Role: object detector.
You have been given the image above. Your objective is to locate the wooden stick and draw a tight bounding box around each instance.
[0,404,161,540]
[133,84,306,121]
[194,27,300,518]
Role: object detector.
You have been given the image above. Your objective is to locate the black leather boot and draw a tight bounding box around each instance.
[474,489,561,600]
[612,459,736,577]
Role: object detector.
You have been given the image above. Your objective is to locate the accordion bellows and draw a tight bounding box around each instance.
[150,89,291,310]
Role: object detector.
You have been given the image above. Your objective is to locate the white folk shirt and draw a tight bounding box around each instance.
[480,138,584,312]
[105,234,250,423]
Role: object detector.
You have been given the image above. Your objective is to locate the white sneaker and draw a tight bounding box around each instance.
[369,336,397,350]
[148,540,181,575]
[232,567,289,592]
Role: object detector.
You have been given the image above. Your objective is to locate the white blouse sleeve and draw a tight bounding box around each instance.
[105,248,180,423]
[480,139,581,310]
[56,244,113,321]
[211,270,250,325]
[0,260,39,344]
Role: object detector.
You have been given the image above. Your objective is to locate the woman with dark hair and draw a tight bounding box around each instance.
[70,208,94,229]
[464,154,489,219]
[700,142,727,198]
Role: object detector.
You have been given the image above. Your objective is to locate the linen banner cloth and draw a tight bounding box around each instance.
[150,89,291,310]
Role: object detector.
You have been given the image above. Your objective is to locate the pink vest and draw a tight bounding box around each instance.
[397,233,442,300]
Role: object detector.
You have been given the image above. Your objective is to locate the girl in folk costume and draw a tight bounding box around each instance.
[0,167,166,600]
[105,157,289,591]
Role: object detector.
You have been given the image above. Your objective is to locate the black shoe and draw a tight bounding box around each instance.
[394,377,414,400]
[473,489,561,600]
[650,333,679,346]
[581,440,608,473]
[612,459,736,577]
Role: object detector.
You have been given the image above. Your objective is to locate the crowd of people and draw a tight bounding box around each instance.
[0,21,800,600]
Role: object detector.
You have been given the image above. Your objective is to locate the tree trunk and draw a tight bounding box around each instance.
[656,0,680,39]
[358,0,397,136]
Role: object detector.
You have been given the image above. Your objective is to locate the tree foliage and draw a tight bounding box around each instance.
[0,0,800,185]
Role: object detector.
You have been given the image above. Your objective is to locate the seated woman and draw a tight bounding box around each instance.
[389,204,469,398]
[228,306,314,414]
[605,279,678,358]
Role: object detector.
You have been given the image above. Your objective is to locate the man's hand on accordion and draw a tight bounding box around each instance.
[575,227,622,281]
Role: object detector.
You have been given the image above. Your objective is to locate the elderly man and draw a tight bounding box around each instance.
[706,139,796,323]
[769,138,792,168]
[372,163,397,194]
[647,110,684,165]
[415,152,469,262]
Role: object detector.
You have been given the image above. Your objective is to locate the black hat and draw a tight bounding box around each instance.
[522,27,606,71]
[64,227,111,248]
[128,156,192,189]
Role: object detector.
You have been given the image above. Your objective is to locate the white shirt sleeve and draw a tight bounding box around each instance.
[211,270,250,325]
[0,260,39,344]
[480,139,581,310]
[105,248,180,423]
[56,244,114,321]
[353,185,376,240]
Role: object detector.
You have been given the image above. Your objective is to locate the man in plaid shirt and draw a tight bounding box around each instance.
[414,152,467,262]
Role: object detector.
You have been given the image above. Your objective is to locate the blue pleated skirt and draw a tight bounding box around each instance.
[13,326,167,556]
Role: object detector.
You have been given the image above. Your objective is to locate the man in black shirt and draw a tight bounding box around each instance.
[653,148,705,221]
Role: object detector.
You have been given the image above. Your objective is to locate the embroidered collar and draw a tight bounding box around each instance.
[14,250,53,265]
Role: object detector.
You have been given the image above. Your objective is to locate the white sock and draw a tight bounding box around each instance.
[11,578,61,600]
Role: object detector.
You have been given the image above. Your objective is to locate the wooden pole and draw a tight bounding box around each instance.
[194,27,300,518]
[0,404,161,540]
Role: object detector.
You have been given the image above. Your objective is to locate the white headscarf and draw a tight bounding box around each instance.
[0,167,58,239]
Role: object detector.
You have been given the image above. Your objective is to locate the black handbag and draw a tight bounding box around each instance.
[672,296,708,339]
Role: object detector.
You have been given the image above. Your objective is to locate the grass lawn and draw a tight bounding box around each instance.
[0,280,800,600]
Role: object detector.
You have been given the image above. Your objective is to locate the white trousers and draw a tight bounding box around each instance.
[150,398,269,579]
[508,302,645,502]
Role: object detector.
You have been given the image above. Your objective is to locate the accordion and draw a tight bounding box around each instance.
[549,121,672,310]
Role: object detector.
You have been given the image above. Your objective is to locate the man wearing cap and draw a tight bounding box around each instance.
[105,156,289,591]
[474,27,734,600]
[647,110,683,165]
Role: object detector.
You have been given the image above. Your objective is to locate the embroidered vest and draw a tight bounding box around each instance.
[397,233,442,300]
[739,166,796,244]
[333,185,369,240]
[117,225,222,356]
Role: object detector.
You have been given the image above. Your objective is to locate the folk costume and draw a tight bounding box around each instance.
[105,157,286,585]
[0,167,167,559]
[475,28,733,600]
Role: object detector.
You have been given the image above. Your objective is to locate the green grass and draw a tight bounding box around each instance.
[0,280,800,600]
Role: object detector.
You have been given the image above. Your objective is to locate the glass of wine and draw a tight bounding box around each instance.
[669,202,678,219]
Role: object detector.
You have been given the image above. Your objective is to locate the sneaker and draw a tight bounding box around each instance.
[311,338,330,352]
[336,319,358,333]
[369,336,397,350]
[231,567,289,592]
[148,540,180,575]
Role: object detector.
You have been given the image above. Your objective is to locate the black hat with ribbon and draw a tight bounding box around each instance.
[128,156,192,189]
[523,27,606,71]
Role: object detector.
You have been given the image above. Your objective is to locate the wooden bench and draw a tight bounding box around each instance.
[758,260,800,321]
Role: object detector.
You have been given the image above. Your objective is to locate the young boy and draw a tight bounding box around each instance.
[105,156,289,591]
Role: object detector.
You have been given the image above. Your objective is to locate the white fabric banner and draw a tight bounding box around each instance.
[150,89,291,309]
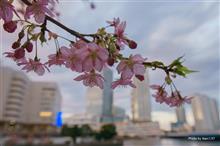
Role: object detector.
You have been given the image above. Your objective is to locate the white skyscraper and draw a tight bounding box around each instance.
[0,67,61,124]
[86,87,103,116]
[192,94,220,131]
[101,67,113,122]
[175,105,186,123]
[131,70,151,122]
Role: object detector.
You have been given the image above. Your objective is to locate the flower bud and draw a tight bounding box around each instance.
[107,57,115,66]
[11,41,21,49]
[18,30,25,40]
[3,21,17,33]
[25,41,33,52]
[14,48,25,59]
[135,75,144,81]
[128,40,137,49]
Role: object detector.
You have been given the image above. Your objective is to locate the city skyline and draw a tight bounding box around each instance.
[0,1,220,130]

GOAL: Extract the full listing above verbatim; pictures are to be left out of the copy.

RESPONSE TO THE EXERCISE:
Role: object detector.
You have been given the image above. Your objective is to locate the wooden stick and draw a tight bounding box around each instance.
[0,404,161,540]
[133,84,306,121]
[194,27,300,518]
Role: object detector.
You have been given the image above. Your objective is to locate the black leather boot and draw a tight bounding box around each instance.
[474,489,561,600]
[612,459,736,577]
Role: object detector.
You have been given the image above. Your objective is to locate the accordion bellows and draw a tight bounding box around each instance.
[150,89,291,310]
Role: object detector.
You have been given the image above. Your objective is to locate the white folk shirt and draw a tight bounding box around each instance.
[480,138,584,312]
[105,234,250,423]
Role: object detector.
You have been given the image above. Your objective is to locate the white sneaker and draw a tight bounding box around each instance.
[369,336,397,350]
[148,540,181,575]
[232,567,289,592]
Role: object detector.
You have been given the image above. Your objective is to locate the white blouse sleeve and draw a tight bounding box around each instance.
[105,248,180,423]
[480,139,581,310]
[56,244,113,321]
[211,270,250,325]
[0,260,39,344]
Role: object detector.
You have been given the image above. Your objective is to locate the woman with dark hair and draw a tight bounding box around each instance.
[70,208,94,229]
[464,154,489,219]
[700,142,727,198]
Role: object detector.
You have been given the image above. Your objective is to locate the linen banner cloth and draw a tight bounding box around each instance.
[150,89,291,310]
Role: object detector.
You have been given the image above. Your objective is to locate the pink vest and draw a tight bounding box around each instance.
[397,233,442,300]
Role: object detector.
You have been given the image above. Your objective is to locate the girl in folk costume and draw a tight bounding box around each instance.
[0,167,166,600]
[105,157,289,591]
Role: object detector.
You have been given the image above. Your objective is to locate the black shoe and draw a tight bounding box around each instance.
[394,377,414,400]
[473,489,561,600]
[650,333,679,346]
[581,440,608,473]
[612,459,736,577]
Role: object detector.
You have been given the image above. Your objective is to locate the crowd of people and draw a tight bounding box around each instance.
[0,21,800,600]
Role: object detector.
You have been given the image above. Your objective is to locate the tree trunk and draw a tight bounding box around each instance.
[656,0,680,39]
[358,0,397,136]
Role: object detector.
You have been given the image above. Your objective is to locate the tree foliage and draw a tight bounding box around each instance.
[0,0,800,185]
Role: object detector.
You have been given the image above. Your objective is to locate the seated woman and draw a tight bounding box around each instance.
[389,204,469,398]
[228,306,314,414]
[605,279,678,358]
Role: object detector.
You have been given the image above. Your objective is to locate the man's hand on accordion and draw a tight bounding box around each instance.
[575,227,622,281]
Role: object detector.
You have been given the image above. Your objective is to locate the elderly man and draw a tight bounding box around each instance.
[706,139,796,323]
[769,138,792,168]
[372,163,397,194]
[647,110,684,165]
[415,152,469,262]
Role: object detector.
You have been given the image above. Your objective is to locate the black hat and draw a tight bounding box around each instance.
[522,27,606,71]
[64,227,111,248]
[128,156,192,189]
Role: object detector.
You have been given the image above. Your objective is to locate the white shirt sleeve and draw a tight bounding box around each instance.
[211,270,250,325]
[0,260,39,344]
[480,139,581,310]
[105,248,180,423]
[56,244,114,321]
[353,185,376,240]
Role: object detector.
You have been given the image above. Your objective is to locate the man in plaid shirt and draw a tight bounding box around each instance.
[414,152,467,262]
Role: object detector.
You have been given the image above. Your objective is to locate the blue pleated skirt and draw a tight bounding box around each instance.
[13,326,167,556]
Role: object detector.
You have been given the image above. Your objective is to locate the man in black shirt and draw a tight bounding box around each instance.
[653,148,705,221]
Role: object detector.
You have been given the image above. Your objective is to locate the embroidered collar and draw a tight bounding box around each instance.
[14,250,53,265]
Role: object detector.
You have been given the image above. Your objective is to locate the white sock and draw a tight bounding box around each instance.
[11,578,61,600]
Role: object detector.
You have been given the image above. Your objective is to locate the wooden pole and draw a tight bounding box around each instance.
[194,27,300,518]
[0,404,161,540]
Role: object detector.
You have been given the image above. Your objective is to locate the white headscarf and draw a tight bounding box around each instance.
[0,167,58,239]
Role: object detector.
You have been given the image above. Your objective is to locate the black handbag and draw a tight bounding box around each instance.
[672,296,708,339]
Role: object detector.
You have been given the image above. Your objective is to locate the grass lawn and draw a tight bounding box around each instance.
[0,280,800,600]
Role: object detector.
You have been given the image above. Your objective is to locate the white trousers and draw a tight bounding box around each instance.
[150,398,269,579]
[508,302,645,502]
Role: object detector.
You have been given the image above. Your objective is to locate the accordion and draw a tight bounding box around each instance.
[549,121,672,310]
Role: object detector.
You have been given the image above. Your objective is to locate the man wearing cap and draw a tight bounding box around each instance.
[105,156,289,591]
[474,27,734,600]
[647,110,683,165]
Role: object detector.
You have been given the image above. Your objective is to locate the embroidered vest and draw a tight bounding box around each instance.
[397,233,442,300]
[739,166,796,244]
[333,185,369,240]
[117,225,222,356]
Role: object detector.
You have been given the image above. Your objective is to locate the folk costume and draw a tight bounding box around each instance.
[105,157,286,585]
[0,167,167,559]
[475,28,733,600]
Role: object detector.
You have been given the image above. Your objective is to locate the green grass and draw a tight bounding box around each instance.
[0,280,800,600]
Role: object detector.
You have been given the image above. Your objective is to locate the glass of wine and draw a tight bounding box around each instance.
[669,202,678,219]
Role: object detector.
You have been given the image above. Your objective is to locate the sneaker and draw a tight bounding box around each instance.
[311,338,330,352]
[336,319,358,333]
[369,336,397,350]
[231,567,289,592]
[148,540,180,575]
Role: object detector.
You have been given the image above. Your objective is to locate the black hat with ribbon and draw a tight bounding box around each instance.
[128,156,192,189]
[523,27,606,71]
Role: object detector.
You have been given the image above. Your objective is to locate the wooden bench and draw a tight bounding box around each instance.
[758,260,800,321]
Role: object detector.
You have been given the image above. Your objective is to locate the young boy and draw a tight bounding box around each instance.
[105,156,289,591]
Role: object detector.
You have been given the image above. Your objective is to locate the white fabric banner and draw a tight bounding box around each instance.
[150,89,291,309]
Role: object detector.
You have been given the image above. Your objective is to locate the white skyscraper and draw a tight bounding box around each instance.
[0,67,61,124]
[86,87,103,116]
[192,94,220,131]
[101,67,113,122]
[175,105,186,123]
[131,70,151,122]
Role: object detector.
You have been given the image above. Your objective is to locate the flower bud and draw a tight bounding box around each instance.
[107,57,115,66]
[11,41,21,49]
[18,30,25,40]
[3,21,17,33]
[25,41,33,52]
[14,48,25,59]
[135,75,144,81]
[128,40,137,49]
Role: object detector.
You have been given the image above. Your objective is to locate the city skyline and draw a tight bounding box around each instance.
[0,1,220,130]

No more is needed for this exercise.